START LISTED ENTRIES

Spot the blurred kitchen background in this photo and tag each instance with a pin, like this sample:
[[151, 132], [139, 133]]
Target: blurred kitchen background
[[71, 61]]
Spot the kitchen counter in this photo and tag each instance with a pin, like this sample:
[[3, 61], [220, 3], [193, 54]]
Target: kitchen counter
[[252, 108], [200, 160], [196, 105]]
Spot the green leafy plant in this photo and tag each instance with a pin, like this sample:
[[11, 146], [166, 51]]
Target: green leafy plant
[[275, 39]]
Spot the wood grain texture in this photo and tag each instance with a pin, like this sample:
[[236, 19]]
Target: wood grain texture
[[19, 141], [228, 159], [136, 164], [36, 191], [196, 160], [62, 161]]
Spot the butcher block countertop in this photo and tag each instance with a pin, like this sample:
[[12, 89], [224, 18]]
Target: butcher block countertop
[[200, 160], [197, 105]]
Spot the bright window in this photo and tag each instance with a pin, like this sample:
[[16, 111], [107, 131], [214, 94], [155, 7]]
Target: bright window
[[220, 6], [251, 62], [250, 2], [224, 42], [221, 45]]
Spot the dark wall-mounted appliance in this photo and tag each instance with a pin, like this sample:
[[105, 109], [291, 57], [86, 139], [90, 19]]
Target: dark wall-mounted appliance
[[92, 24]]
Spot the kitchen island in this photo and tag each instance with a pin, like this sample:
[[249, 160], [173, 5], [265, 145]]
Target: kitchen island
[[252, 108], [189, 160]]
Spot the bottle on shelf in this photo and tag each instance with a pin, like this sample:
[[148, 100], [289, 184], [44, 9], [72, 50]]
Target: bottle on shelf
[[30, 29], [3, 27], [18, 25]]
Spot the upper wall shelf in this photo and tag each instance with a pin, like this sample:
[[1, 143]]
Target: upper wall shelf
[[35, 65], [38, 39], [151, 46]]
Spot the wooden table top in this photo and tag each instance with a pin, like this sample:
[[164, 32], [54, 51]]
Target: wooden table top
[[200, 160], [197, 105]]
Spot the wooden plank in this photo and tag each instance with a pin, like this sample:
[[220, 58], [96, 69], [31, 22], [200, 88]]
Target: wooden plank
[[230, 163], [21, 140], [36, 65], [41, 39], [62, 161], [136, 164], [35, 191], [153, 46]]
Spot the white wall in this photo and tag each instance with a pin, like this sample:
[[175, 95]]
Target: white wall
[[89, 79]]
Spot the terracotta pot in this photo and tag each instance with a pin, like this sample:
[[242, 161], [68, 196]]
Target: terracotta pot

END LISTED ENTRIES

● REQUIRED ACTION
Write out exactly those lines of the records above that lie from the one with "Spot the bottle" through the last line, including both.

● RESULT OF THE TASK
Spot the bottle on shelf in this photo and tag each instance with a pin, like this sample:
[[148, 100], [289, 184], [44, 9], [72, 50]]
Target: bottle on shelf
[[30, 29], [3, 27], [18, 25]]
Spot the upper wall shelf in this photo and tag each instance with a pin, like this sample:
[[1, 143]]
Target: upper wall shelf
[[35, 65], [38, 39], [151, 46]]
Spot the wooden table top in this photo and tag each instance with a pin, like this sample:
[[164, 32], [54, 51]]
Target: wooden table top
[[200, 160], [197, 105]]
Spot the wooden plank in this photo and tag each instance with a pin, like this sample:
[[220, 58], [96, 69], [31, 22], [200, 88]]
Target: wooden plank
[[230, 163], [21, 140], [36, 65], [41, 39], [62, 161], [136, 164], [35, 191], [153, 46]]
Spot the white wall in this photo and tag each instance with a pin, like this sample:
[[175, 95]]
Target: white wall
[[89, 79]]
Spot the terracotta pot in this photo and tag each instance with a pin, like this sample:
[[242, 161], [68, 196]]
Target: terracotta pot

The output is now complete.